Count how many lines in the data below contain the string "post", and reply with that number alone.

—————

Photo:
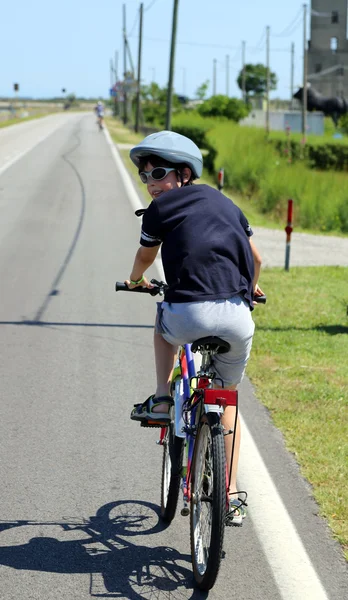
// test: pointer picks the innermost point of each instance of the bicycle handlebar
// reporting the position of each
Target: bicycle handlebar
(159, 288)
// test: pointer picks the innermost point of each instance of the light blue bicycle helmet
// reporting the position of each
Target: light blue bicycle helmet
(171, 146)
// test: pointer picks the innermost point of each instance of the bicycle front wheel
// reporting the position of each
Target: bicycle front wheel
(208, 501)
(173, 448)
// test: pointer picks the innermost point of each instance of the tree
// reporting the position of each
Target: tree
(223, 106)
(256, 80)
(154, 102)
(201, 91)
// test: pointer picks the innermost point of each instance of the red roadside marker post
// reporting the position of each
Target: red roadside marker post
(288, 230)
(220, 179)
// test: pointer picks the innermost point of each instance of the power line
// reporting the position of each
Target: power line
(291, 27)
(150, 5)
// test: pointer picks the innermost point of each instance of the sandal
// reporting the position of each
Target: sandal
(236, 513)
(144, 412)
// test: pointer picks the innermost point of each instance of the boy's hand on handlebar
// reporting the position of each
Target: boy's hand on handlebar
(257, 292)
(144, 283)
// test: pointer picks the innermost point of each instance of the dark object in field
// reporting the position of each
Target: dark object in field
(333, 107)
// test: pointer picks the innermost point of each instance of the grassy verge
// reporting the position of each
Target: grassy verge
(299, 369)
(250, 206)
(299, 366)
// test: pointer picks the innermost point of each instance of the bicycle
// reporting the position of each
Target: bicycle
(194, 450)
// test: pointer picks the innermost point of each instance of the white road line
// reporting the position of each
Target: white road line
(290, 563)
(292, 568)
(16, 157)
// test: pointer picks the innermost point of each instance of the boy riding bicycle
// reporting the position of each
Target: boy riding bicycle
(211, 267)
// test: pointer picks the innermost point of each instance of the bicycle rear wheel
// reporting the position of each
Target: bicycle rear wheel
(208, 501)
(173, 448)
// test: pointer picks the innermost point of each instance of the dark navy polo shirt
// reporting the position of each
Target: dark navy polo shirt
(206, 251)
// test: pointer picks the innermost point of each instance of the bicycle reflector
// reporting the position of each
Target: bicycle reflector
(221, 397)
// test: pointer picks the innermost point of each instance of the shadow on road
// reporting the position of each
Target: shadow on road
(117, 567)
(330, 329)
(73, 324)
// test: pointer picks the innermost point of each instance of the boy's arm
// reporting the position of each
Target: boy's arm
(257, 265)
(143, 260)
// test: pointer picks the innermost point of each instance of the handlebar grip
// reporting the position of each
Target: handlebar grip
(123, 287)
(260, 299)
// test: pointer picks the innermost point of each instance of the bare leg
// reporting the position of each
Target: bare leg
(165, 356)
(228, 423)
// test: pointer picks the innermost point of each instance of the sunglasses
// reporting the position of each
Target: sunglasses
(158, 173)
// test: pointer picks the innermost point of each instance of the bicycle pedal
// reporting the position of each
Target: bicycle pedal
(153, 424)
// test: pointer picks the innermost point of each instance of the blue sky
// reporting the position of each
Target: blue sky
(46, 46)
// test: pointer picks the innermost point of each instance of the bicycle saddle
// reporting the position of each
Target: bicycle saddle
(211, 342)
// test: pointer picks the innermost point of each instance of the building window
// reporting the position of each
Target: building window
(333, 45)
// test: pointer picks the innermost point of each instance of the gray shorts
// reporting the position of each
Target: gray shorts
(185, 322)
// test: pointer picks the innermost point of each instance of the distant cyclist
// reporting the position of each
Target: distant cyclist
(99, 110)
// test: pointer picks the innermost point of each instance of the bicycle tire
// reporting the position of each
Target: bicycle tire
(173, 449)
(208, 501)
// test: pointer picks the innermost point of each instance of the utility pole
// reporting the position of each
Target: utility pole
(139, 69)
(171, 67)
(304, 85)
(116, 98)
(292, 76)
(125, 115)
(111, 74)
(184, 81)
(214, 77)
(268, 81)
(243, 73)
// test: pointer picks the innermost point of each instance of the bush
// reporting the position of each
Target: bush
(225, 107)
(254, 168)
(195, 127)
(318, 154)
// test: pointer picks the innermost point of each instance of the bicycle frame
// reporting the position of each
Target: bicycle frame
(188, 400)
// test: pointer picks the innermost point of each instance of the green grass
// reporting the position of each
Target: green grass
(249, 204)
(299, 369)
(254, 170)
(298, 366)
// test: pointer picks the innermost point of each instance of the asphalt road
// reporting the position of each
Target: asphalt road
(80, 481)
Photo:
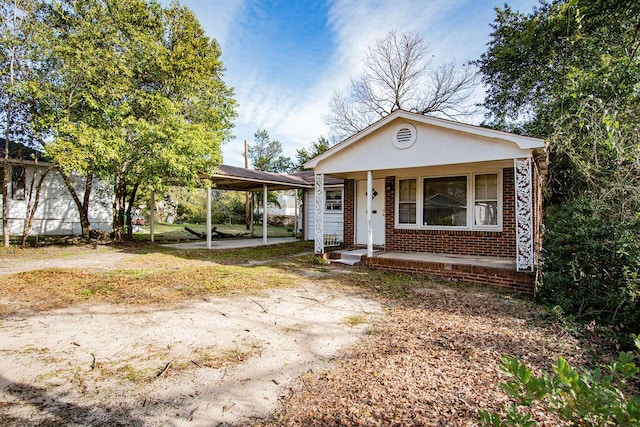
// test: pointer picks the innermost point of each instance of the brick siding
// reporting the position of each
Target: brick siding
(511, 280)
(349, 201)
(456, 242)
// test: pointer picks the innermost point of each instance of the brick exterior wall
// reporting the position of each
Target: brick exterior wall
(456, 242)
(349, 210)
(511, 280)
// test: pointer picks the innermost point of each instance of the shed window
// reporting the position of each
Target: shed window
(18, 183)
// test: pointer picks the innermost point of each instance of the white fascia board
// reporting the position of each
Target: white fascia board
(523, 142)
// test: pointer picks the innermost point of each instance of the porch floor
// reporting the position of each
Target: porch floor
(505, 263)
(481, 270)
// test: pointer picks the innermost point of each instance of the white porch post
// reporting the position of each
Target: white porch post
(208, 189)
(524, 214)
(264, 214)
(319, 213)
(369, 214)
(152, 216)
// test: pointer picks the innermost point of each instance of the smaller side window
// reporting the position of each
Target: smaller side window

—————

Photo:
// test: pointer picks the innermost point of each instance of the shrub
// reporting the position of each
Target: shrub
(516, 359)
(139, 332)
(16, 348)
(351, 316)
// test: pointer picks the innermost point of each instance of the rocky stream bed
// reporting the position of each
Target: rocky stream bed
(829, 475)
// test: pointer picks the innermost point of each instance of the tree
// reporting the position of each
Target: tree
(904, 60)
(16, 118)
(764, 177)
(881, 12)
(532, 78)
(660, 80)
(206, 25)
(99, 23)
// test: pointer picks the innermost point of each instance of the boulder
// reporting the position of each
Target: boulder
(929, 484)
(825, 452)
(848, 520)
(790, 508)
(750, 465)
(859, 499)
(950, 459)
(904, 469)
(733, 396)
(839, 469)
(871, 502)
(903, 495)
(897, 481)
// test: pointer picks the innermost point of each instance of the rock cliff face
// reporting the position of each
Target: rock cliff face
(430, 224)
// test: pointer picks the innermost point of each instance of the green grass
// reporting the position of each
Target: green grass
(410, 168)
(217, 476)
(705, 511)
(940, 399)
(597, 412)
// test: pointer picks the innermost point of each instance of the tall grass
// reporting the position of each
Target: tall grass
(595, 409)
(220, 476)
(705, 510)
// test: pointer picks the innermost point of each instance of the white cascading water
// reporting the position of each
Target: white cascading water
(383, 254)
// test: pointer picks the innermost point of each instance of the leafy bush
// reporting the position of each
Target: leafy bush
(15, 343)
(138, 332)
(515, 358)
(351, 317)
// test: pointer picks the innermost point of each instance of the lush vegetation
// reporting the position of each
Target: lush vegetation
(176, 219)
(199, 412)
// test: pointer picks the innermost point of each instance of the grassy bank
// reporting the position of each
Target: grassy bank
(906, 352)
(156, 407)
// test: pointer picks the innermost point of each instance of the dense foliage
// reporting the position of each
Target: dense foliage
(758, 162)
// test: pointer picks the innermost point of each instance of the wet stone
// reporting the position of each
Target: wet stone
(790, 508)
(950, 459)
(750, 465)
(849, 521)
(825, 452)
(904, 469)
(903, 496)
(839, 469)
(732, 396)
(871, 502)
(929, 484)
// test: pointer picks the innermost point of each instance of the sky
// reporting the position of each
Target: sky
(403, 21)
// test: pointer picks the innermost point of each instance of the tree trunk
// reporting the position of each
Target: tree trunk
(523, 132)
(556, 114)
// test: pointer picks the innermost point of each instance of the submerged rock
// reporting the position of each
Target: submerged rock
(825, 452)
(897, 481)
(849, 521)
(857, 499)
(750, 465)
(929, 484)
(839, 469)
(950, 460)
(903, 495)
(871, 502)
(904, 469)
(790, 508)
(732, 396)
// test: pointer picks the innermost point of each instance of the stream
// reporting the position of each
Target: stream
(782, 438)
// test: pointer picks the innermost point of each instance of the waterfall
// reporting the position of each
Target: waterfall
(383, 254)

—————

# Solution to this exercise
4